* [Ações necessárias]
a - Reproduza sem alterações o trecho do texto sobre a reforma agrária que começa em "Ele também foi" e termina em "reação não tardou.".
b - Segundo o texto sobre a reforma agrária, em que mês e ano surgiu a União Democrática Ruralista?
c - Retome o texto sobre a reforma agrária a partir do ponto em que ele termina.

* [Texto fornecido]
* * * *
Ele também foi candidato em 1989, a primeira eleição presidencial após o fim da ditadura civil-militar. E a transição democrática trouxe para a pauta do dia a reforma agrária, que foi tema de um plano nacional lançado pelo governo de José Sarney, que projetava sua realização dentro dos parâmetros do Estatuto da Terra, com a desapropriação sendo o principal instrumento do processo. A reação não tardou.

Em maio de 1985, surgiu a União Democrática Ruralista (UDR), definida pelo CPDOC da Fundação Getúlio Vargas (FGV) como "expressão da radicalização patronal rural contra a reforma agrária e como espaço de aglutinação das insatisfações da 'classe rural". O seu principal mote foi a defesa da "intocabilidade do regime de propriedade existente". O site da Fundação lembra também que entre as características da associação estavam a "defesa intransigente do monopólio fundiário e o uso da violência como principal instrumento de pressão contra a reforma agrária e as lutas por terra".
* * * *
Entradas de contorno de regiões
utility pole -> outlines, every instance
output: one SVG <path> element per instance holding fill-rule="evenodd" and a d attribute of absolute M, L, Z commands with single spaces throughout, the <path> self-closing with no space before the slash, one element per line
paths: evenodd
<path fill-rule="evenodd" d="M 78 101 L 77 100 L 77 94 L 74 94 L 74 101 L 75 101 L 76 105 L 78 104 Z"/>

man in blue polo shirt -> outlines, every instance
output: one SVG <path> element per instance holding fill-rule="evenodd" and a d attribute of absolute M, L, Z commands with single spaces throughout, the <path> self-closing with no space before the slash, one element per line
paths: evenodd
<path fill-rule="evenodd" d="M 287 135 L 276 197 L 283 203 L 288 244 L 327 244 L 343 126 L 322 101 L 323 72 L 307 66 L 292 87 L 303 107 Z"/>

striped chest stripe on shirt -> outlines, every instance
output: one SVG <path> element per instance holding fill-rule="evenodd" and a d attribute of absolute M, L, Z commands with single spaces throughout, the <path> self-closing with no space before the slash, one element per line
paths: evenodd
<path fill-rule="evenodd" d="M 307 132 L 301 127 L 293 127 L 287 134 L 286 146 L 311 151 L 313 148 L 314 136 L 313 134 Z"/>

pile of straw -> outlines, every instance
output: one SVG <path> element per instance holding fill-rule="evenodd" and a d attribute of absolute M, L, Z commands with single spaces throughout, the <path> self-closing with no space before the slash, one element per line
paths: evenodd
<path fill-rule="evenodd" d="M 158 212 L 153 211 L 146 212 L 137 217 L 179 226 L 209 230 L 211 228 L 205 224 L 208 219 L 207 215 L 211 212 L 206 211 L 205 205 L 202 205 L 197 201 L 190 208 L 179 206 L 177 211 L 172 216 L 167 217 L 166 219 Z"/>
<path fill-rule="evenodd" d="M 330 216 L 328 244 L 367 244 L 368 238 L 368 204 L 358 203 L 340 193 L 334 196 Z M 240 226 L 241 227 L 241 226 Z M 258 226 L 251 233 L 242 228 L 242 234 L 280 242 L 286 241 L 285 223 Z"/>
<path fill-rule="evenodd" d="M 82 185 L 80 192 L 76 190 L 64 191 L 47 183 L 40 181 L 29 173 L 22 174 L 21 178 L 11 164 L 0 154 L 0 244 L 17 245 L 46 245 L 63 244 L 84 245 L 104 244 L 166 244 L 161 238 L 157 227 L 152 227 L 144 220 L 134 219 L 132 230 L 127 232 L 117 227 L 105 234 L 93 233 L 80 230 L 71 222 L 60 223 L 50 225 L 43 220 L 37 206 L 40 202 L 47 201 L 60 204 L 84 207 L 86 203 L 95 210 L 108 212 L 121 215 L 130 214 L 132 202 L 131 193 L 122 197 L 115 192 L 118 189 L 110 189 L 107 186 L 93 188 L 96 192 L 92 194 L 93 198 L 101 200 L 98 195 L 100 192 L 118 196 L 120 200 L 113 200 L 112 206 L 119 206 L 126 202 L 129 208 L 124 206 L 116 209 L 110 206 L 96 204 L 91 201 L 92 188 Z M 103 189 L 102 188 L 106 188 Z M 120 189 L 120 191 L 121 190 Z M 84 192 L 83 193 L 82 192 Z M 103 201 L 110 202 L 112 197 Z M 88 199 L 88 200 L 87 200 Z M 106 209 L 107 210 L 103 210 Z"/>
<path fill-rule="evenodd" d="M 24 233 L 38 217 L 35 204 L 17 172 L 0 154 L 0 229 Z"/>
* * * *
* [Resultados por tarefa]
a -
Ele também foi candidato em 1989, a primeira eleição presidencial após o fim da ditadura civil-militar. E a transição democrática trouxe para a pauta do dia a reforma agrária, que foi tema de um plano nacional lançado pelo governo de José Sarney, que projetava sua realização dentro dos parâmetros do Estatuto da Terra, com a desapropriação sendo o principal instrumento do processo. A reação não tardou.

b - Em maio de 1985.

c -
Em meados de 1987, a entidade dispunha de sedes em 15 estados da federação, um total de 40 regionais e mais de 40 mil associados, contando com vultosos recursos. E a figura de Ronaldo Caiado, principal articulador e primeiro presidente da entidade, era a referência mais significativa para a compreensão da natureza da UDR.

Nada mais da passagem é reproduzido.